* Short exercise *
In the entries below, copy verbatim everything from the line containing "Category: man's bare back" down to the line containing "pixel 103 59", including both of those lines.

Excerpts from a pointing dataset:
** Begin **

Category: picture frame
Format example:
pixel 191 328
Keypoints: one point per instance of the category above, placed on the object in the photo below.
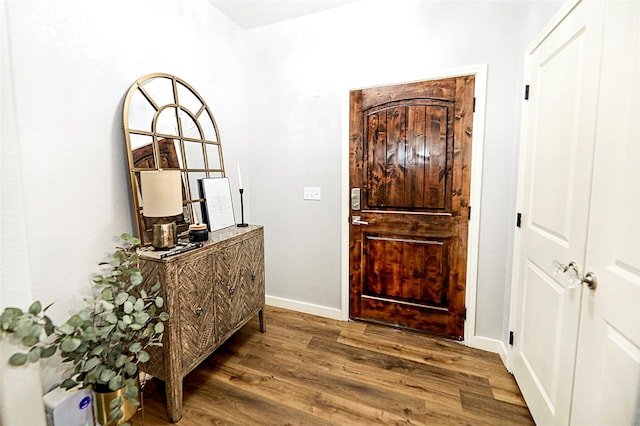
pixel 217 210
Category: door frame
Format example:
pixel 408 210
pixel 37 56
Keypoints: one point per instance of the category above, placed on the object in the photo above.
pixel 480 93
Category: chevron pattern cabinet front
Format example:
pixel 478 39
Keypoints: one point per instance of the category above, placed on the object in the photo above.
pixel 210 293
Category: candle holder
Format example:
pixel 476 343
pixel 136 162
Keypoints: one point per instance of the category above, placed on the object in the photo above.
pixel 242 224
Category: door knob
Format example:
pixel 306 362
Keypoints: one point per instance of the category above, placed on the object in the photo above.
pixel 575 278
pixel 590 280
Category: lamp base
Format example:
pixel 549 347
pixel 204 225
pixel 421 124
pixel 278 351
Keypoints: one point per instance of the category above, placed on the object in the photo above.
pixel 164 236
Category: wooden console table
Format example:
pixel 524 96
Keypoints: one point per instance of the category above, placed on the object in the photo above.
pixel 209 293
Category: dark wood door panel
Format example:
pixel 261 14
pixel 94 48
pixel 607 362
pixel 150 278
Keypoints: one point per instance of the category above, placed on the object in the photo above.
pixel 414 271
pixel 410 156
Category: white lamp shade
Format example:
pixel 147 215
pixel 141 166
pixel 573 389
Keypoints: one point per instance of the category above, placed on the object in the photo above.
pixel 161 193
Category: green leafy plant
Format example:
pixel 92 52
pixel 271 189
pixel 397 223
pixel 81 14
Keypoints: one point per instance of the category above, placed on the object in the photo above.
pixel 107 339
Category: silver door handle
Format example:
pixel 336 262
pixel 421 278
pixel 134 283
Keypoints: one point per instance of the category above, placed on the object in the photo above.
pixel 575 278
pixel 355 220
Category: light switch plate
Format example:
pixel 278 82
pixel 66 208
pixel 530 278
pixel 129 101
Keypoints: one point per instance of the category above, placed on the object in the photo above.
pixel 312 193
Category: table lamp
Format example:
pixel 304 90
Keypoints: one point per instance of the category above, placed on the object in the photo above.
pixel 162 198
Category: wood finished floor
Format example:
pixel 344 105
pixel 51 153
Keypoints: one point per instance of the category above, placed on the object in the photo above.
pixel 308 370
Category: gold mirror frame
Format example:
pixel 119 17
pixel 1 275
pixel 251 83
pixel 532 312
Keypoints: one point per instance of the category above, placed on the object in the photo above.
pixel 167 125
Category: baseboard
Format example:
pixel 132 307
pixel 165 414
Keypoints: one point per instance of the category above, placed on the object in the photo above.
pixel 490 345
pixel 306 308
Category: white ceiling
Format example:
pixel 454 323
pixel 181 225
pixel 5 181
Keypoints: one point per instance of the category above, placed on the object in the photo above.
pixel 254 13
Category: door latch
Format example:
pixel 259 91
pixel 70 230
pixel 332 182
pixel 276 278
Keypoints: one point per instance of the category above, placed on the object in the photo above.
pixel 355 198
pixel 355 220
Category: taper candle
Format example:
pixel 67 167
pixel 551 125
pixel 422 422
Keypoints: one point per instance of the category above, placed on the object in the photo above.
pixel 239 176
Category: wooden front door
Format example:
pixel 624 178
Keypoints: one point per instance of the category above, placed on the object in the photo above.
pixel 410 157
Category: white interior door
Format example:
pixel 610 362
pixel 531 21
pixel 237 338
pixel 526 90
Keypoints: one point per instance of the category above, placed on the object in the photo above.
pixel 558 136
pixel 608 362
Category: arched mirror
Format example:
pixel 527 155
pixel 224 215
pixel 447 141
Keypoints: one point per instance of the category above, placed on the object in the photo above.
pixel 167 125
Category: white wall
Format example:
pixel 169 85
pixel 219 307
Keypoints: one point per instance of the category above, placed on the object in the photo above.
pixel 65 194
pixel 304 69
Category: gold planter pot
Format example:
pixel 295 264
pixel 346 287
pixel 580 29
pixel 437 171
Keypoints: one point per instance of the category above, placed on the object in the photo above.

** End **
** Begin **

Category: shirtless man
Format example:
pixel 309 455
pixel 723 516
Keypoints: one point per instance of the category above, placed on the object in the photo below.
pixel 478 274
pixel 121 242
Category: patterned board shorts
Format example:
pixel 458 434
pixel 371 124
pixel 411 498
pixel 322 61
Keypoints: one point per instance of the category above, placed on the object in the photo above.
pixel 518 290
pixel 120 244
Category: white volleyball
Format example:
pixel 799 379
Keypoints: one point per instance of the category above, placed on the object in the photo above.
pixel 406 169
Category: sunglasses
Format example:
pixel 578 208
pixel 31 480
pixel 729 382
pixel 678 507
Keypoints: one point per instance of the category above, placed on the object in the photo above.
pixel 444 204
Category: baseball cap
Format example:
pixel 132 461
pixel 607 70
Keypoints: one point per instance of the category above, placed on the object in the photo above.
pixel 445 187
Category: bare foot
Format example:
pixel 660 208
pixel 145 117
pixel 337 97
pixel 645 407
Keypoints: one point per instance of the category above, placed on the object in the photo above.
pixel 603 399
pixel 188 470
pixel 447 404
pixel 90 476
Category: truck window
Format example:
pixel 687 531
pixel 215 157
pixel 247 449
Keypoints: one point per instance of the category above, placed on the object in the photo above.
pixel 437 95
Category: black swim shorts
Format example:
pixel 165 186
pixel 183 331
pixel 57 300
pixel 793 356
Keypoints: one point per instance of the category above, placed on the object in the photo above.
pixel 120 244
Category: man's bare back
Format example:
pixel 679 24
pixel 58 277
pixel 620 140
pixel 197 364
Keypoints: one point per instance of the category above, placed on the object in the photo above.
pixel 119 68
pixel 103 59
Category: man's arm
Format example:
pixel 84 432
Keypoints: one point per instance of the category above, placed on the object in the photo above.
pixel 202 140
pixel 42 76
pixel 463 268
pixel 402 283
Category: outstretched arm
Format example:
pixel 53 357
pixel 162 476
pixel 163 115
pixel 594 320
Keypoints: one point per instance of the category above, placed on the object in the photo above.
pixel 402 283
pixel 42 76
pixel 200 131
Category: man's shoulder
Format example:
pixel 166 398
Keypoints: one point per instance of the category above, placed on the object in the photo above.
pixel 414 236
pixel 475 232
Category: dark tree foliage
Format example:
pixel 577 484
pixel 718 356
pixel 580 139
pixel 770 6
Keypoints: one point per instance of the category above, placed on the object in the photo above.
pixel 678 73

** End **

* Completed task *
Category: man's bare back
Format example:
pixel 679 24
pixel 58 277
pixel 620 140
pixel 197 364
Keypoints: one point per instance of the category above, placed on the object in the photo above.
pixel 119 68
pixel 103 59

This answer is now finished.